▶ **JOB**: Report every line in the records below that contains the string "positive", copying each such line in full. Case counts.

BEGIN PROVIDED DATA

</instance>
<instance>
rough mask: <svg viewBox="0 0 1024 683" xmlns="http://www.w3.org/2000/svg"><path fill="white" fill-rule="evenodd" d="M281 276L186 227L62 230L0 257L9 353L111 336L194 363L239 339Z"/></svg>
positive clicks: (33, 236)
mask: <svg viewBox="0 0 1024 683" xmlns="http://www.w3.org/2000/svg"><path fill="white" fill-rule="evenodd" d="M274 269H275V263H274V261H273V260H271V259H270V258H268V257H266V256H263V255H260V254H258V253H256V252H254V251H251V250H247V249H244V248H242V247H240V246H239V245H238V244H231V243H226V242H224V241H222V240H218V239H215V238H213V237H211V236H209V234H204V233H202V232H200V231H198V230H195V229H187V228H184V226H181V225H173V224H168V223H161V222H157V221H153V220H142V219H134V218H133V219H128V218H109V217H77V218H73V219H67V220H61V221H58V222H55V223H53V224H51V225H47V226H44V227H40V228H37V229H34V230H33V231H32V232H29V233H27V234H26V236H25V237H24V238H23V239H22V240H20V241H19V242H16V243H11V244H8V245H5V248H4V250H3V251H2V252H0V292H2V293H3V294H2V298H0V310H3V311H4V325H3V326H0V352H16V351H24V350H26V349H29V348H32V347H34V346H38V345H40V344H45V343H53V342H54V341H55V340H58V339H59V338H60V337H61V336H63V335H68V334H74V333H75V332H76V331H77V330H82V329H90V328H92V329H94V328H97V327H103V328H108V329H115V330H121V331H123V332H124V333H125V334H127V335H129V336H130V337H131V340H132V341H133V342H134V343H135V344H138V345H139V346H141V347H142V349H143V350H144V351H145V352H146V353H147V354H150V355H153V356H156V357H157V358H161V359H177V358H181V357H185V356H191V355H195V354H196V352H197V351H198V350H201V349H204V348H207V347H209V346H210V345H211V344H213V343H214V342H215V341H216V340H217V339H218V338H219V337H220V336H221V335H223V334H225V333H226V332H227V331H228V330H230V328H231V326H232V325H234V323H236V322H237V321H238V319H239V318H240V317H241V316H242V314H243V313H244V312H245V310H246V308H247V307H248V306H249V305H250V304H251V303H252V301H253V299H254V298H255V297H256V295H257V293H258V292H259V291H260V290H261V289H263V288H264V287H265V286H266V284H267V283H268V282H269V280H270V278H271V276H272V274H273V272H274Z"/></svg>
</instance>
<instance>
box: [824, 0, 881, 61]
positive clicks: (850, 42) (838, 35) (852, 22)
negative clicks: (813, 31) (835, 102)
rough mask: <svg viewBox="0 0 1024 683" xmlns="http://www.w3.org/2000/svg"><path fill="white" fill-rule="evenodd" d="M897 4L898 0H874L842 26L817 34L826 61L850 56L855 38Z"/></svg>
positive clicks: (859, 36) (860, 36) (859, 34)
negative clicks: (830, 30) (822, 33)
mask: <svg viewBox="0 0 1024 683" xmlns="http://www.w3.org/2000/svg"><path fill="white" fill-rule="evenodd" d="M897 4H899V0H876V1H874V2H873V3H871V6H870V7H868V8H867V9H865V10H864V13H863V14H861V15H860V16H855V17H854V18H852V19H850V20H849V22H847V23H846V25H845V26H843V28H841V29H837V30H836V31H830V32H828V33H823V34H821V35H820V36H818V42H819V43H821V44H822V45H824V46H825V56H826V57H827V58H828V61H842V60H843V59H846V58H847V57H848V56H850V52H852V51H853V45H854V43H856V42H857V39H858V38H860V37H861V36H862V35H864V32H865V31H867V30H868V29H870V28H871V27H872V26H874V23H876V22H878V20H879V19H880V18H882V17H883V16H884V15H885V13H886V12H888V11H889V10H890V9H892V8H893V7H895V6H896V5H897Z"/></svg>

END PROVIDED DATA

▶ **EXERCISE RESPONSE**:
positive clicks: (33, 236)
positive clicks: (850, 42) (838, 35) (852, 22)
positive clicks: (859, 36) (860, 36) (859, 34)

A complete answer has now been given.